▸ GIVEN TASK
Copy the records word for word between the line that contains "Target: dress hem" and the line that contains "left=701, top=545, right=829, bottom=704", inclusive, and output nothing else.

▸ DATA EXTRACT
***

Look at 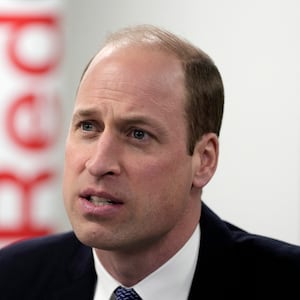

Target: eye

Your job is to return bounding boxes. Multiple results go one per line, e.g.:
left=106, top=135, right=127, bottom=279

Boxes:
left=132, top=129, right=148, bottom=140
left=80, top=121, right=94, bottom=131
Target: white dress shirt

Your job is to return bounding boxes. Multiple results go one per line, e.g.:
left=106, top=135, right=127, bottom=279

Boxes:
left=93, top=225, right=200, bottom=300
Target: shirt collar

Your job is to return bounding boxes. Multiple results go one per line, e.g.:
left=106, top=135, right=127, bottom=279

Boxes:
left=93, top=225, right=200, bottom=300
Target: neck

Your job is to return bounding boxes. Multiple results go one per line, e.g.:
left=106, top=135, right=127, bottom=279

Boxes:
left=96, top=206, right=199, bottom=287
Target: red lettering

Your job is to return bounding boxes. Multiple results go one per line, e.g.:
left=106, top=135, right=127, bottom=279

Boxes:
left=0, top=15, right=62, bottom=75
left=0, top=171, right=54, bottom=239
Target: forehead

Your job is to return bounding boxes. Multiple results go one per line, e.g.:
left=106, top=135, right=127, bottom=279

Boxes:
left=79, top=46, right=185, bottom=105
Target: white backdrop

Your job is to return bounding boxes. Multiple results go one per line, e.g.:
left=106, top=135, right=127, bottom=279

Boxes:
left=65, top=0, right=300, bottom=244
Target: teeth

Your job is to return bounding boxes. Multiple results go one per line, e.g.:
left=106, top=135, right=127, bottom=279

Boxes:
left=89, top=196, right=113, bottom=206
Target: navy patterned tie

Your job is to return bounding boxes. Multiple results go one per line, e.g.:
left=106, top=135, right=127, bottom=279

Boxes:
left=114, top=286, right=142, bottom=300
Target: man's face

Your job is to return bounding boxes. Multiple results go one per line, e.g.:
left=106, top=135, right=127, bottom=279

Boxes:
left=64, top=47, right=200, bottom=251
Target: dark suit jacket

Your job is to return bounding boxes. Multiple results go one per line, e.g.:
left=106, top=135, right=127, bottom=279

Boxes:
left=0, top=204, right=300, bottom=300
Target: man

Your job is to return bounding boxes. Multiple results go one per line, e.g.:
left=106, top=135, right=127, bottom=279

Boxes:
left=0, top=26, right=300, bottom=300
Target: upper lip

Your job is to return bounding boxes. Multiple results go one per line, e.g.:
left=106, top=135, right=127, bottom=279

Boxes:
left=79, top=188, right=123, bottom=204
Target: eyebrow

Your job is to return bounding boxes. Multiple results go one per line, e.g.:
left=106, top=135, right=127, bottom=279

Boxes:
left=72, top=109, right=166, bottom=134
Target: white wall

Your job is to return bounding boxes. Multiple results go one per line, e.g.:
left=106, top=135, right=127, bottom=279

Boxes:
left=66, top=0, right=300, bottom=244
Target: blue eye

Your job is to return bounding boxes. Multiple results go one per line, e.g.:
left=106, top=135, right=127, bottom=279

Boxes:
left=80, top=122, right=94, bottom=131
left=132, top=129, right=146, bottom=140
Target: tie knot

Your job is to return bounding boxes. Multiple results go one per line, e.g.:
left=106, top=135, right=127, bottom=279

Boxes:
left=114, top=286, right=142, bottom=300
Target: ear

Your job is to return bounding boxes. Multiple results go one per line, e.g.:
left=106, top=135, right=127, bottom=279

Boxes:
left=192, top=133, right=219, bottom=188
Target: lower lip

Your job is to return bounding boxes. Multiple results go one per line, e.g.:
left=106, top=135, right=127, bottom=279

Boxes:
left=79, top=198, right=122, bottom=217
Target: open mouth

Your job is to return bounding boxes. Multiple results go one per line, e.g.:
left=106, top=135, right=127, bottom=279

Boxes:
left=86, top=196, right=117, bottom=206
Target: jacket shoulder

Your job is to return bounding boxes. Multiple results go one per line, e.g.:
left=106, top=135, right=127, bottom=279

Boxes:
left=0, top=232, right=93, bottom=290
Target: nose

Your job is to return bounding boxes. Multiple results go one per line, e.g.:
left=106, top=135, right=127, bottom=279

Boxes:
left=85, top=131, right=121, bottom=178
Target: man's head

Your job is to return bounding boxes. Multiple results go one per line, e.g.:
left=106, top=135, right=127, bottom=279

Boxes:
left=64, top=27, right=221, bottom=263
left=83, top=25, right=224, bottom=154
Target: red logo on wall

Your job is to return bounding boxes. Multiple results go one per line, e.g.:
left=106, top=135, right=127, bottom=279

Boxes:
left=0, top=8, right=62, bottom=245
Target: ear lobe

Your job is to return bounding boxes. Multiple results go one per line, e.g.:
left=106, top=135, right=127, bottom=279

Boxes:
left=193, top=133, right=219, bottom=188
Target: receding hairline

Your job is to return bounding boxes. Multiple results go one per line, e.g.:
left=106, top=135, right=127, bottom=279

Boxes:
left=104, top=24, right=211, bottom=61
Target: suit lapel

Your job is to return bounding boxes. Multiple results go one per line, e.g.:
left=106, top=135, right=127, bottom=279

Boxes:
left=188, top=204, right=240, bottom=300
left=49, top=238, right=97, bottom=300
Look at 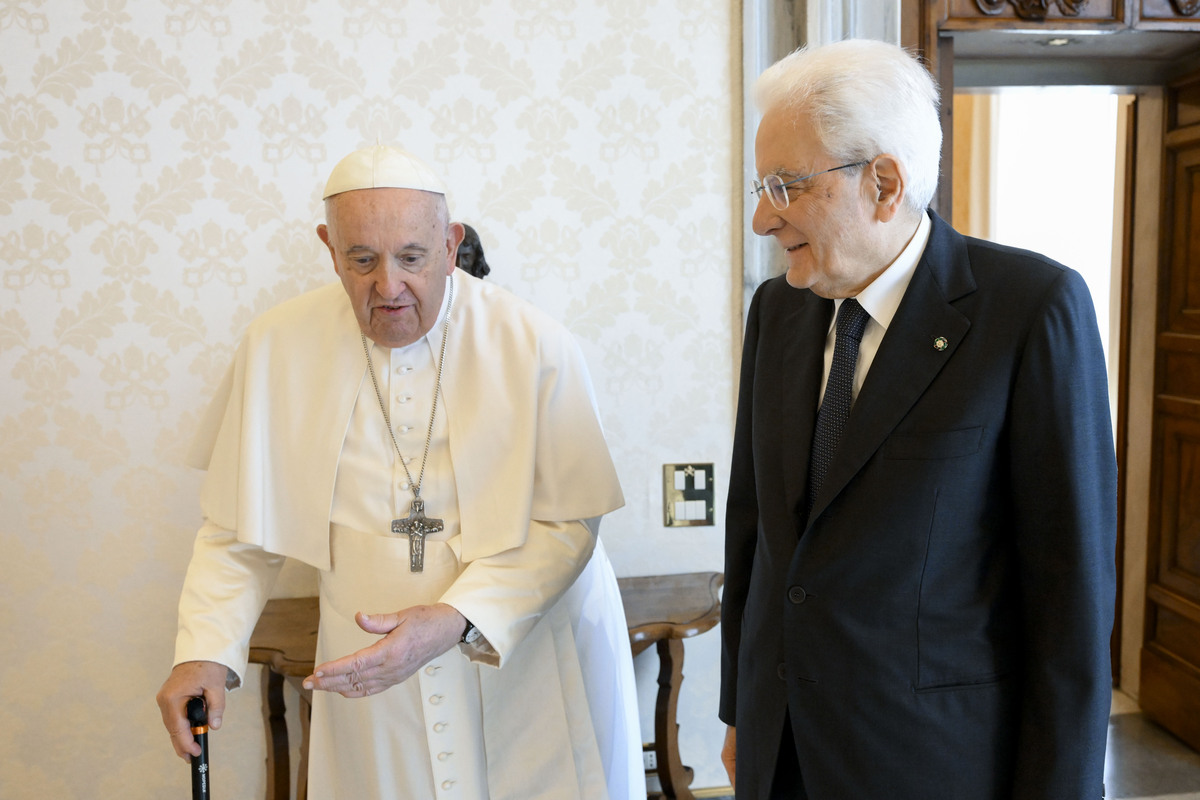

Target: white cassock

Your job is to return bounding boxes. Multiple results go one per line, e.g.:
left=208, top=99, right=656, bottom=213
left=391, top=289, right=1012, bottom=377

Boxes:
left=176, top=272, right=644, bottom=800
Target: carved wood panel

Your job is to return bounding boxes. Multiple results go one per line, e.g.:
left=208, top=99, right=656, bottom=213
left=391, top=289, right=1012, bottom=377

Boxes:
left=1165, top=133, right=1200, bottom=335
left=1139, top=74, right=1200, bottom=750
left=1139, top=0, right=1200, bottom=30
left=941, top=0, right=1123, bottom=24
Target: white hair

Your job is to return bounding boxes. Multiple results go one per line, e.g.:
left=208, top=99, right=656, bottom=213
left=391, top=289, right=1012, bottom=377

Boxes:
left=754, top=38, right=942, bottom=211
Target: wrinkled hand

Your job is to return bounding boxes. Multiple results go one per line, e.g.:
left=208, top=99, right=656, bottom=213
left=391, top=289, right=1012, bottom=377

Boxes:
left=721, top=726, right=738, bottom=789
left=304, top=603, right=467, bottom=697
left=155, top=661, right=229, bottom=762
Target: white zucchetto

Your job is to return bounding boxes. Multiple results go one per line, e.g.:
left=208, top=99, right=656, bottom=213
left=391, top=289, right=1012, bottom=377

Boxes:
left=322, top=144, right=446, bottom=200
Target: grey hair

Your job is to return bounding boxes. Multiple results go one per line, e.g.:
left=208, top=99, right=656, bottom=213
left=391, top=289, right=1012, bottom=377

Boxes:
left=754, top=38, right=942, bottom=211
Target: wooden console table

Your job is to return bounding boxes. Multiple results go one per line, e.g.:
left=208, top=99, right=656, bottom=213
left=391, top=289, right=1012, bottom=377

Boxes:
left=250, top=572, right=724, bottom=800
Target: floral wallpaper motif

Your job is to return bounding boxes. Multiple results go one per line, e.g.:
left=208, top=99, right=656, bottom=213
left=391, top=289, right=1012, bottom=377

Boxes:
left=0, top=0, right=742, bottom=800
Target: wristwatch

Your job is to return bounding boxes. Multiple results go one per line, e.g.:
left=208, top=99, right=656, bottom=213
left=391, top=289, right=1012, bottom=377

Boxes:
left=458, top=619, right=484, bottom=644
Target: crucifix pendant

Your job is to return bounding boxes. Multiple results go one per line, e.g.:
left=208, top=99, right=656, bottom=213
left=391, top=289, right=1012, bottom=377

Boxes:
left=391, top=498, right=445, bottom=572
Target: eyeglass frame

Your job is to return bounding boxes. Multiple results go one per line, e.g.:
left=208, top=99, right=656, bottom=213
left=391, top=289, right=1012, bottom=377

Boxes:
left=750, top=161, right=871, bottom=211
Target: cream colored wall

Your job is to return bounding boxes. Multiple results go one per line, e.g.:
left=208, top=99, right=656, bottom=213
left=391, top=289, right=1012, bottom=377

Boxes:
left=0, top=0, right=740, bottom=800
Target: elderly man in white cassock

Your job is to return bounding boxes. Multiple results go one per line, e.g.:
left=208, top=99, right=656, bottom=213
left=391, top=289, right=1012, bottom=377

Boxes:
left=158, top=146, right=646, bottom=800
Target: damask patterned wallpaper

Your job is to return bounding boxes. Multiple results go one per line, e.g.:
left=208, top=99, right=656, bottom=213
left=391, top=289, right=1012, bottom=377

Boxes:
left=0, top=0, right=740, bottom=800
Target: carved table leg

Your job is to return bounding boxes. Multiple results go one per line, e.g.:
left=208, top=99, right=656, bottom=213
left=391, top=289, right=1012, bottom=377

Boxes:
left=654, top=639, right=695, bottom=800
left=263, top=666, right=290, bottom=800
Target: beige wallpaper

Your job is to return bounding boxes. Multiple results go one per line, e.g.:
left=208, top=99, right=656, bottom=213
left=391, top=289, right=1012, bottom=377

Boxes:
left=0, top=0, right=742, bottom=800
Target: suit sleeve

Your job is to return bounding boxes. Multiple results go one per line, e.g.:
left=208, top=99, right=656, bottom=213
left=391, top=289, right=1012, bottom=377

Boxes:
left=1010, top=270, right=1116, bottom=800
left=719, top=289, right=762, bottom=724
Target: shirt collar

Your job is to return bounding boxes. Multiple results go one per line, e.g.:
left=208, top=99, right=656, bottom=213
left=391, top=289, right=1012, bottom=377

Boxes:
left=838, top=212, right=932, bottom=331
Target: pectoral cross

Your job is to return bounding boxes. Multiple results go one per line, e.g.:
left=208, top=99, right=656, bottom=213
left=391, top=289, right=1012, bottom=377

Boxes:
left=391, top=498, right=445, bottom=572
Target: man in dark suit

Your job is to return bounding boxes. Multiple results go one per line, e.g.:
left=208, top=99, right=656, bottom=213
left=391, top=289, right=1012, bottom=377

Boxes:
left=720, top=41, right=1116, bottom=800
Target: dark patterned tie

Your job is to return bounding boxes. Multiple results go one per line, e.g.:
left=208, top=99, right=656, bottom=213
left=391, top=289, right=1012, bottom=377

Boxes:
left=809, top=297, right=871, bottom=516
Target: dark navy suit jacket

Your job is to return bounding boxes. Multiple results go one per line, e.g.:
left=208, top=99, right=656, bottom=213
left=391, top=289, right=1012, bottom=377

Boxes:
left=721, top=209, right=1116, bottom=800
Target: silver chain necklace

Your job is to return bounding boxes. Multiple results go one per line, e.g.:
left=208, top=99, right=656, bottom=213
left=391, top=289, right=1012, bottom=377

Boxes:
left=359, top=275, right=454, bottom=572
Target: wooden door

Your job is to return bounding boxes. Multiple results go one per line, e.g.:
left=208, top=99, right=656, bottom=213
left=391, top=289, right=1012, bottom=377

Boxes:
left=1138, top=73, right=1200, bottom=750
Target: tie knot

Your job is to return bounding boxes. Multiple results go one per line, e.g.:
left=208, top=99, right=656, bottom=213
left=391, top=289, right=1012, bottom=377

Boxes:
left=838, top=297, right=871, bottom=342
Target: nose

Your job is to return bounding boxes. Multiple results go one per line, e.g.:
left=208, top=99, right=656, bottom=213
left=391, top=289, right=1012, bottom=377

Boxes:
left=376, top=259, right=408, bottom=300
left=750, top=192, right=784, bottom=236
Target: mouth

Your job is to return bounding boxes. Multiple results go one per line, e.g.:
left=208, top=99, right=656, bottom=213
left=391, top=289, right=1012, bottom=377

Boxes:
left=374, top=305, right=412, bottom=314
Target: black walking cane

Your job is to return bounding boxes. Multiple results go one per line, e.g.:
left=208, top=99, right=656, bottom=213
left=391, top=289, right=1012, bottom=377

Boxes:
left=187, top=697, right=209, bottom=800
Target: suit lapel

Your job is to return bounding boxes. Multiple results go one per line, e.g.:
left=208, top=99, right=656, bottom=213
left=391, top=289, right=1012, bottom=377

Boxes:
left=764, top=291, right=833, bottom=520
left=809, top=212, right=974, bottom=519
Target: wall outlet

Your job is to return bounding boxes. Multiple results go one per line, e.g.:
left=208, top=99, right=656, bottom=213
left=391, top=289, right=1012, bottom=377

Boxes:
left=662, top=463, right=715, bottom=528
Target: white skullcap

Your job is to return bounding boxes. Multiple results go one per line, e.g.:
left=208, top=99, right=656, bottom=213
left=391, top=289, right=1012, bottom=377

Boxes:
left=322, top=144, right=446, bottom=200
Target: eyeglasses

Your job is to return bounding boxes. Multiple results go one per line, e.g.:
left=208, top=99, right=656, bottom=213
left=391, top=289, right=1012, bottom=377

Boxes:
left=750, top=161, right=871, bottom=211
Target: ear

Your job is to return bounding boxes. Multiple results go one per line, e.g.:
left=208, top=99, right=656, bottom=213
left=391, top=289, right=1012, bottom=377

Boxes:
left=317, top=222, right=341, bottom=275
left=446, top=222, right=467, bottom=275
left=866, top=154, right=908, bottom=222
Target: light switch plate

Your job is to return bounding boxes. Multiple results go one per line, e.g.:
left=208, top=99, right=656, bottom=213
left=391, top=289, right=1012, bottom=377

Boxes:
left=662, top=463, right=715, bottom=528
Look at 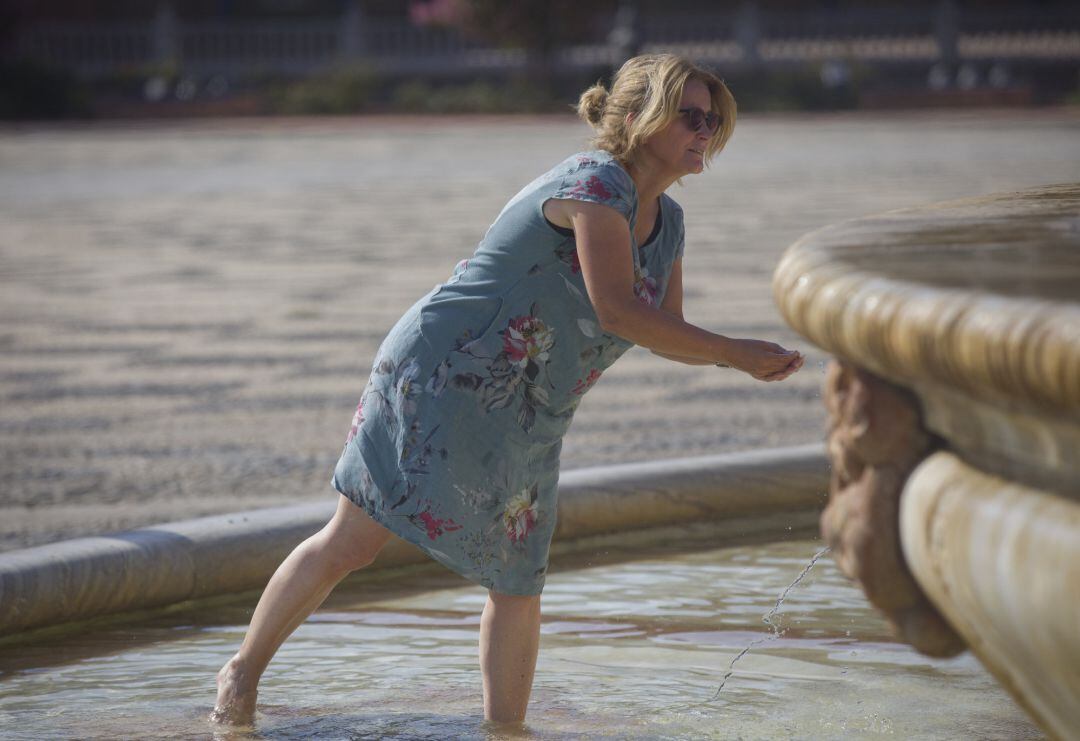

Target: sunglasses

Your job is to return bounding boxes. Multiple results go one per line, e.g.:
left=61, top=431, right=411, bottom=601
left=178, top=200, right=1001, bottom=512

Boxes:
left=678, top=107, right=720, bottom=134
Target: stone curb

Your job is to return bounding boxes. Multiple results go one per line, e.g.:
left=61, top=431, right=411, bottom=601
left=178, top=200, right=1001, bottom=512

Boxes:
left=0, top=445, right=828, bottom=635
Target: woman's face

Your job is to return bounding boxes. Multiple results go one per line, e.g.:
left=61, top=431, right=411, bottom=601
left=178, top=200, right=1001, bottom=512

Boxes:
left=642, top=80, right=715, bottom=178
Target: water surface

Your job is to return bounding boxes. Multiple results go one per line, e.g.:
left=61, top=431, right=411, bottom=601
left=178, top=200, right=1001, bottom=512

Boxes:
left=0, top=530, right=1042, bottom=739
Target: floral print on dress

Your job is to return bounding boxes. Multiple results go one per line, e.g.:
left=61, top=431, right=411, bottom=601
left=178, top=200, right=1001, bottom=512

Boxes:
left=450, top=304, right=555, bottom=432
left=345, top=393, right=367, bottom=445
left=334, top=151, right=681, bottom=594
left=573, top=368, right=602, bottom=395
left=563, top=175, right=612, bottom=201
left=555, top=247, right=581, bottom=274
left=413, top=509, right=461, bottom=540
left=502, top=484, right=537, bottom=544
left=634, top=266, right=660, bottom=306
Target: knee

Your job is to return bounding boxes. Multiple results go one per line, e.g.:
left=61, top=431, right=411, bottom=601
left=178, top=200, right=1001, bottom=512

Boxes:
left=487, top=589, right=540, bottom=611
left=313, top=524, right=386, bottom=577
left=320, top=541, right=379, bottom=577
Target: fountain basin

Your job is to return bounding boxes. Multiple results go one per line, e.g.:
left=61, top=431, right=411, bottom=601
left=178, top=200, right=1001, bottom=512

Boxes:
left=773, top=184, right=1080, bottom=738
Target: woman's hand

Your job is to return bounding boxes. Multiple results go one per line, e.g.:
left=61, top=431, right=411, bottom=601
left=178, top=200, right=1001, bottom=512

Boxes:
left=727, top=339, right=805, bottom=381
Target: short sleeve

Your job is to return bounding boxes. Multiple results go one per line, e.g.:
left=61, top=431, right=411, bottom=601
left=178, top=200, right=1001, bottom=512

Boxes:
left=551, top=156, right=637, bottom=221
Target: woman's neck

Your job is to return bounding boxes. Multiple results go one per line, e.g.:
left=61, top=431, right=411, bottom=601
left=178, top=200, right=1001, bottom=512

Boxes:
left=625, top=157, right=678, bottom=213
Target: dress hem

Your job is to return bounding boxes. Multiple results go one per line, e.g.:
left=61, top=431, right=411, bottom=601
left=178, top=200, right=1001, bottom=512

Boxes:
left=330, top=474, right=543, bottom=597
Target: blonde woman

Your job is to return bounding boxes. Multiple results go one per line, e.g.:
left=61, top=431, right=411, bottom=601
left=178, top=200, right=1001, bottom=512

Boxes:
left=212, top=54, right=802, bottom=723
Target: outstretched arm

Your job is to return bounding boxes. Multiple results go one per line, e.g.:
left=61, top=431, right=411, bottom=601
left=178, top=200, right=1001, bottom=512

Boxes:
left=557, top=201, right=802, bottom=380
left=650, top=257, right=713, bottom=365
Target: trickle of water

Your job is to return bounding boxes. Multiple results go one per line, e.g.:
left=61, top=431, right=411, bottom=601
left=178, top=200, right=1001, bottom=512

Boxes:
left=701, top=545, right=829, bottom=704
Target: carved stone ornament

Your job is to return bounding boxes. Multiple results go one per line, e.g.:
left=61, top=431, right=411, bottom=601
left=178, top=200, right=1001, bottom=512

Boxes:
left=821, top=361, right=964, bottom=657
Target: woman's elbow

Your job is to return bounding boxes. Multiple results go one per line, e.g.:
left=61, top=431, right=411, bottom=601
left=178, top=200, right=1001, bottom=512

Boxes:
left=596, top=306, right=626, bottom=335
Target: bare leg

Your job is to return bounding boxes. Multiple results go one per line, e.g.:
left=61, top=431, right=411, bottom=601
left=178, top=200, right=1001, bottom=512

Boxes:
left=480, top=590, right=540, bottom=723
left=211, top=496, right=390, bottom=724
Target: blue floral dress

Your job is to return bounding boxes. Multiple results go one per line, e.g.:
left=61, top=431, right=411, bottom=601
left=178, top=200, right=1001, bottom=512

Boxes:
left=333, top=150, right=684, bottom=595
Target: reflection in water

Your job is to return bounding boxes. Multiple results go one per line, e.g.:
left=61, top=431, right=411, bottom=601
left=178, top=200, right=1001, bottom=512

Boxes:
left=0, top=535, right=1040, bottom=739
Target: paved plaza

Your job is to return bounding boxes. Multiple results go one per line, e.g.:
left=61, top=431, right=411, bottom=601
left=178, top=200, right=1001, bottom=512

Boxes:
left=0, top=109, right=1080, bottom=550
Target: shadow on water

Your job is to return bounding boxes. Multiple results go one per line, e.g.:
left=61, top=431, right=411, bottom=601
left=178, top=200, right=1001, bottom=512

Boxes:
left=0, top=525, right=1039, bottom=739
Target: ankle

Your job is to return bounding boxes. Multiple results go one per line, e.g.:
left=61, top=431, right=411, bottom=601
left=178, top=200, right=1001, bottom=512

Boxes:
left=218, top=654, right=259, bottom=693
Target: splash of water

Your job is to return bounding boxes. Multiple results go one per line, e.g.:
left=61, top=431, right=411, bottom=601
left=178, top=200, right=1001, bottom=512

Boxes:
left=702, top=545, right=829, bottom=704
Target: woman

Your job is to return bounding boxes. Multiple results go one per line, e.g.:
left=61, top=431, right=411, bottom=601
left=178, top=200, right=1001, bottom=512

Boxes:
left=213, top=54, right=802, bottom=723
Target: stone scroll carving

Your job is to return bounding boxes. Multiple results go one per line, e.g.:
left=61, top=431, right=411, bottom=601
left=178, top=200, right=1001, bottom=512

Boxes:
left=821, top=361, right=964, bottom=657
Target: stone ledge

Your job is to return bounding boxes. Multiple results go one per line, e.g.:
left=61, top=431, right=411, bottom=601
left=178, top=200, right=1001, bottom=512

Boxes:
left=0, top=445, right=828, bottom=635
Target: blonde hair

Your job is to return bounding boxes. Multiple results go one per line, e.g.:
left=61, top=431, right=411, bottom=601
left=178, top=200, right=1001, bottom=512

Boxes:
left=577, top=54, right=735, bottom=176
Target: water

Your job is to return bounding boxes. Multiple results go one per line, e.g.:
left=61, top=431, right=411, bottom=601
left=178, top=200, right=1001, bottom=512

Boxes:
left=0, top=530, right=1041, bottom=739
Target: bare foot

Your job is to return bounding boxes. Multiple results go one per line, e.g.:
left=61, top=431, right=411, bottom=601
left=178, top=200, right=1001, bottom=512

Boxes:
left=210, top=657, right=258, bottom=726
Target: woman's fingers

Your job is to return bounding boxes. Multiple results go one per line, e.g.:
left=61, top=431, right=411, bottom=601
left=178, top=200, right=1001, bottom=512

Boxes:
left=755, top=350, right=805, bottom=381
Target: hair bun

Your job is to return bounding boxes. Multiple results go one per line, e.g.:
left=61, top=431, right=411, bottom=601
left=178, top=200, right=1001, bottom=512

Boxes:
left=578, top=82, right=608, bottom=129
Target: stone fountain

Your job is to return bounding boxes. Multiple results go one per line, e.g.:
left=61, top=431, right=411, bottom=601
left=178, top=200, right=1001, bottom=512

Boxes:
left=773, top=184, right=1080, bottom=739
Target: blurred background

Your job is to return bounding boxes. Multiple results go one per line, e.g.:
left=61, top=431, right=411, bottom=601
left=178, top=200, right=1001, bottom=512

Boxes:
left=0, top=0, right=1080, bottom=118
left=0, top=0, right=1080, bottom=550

***

▸ EXPECTED OUTPUT
Target: dress hem

Your job is to return bounding boxes. Multiple results go one per line, e.g.:
left=61, top=431, right=411, bottom=601
left=178, top=200, right=1001, bottom=512

Boxes:
left=330, top=474, right=543, bottom=597
Target: blonde woman

Your job is to return bounding boxes. Multiple results go one per line, e.g.:
left=61, top=431, right=411, bottom=601
left=178, top=200, right=1001, bottom=512

Boxes:
left=212, top=54, right=802, bottom=723
Target: outstretched arm

Your job is to return bounding boxes. Multiple results go one per line, e.g.:
left=61, top=431, right=411, bottom=601
left=178, top=200, right=1001, bottom=512

Boxes:
left=557, top=201, right=802, bottom=380
left=650, top=257, right=713, bottom=365
Target: trickle of water

Your job is to return bounding boxes. Multiple results go one per line, e.g.:
left=61, top=431, right=411, bottom=601
left=178, top=200, right=1001, bottom=512

Boxes:
left=701, top=545, right=829, bottom=704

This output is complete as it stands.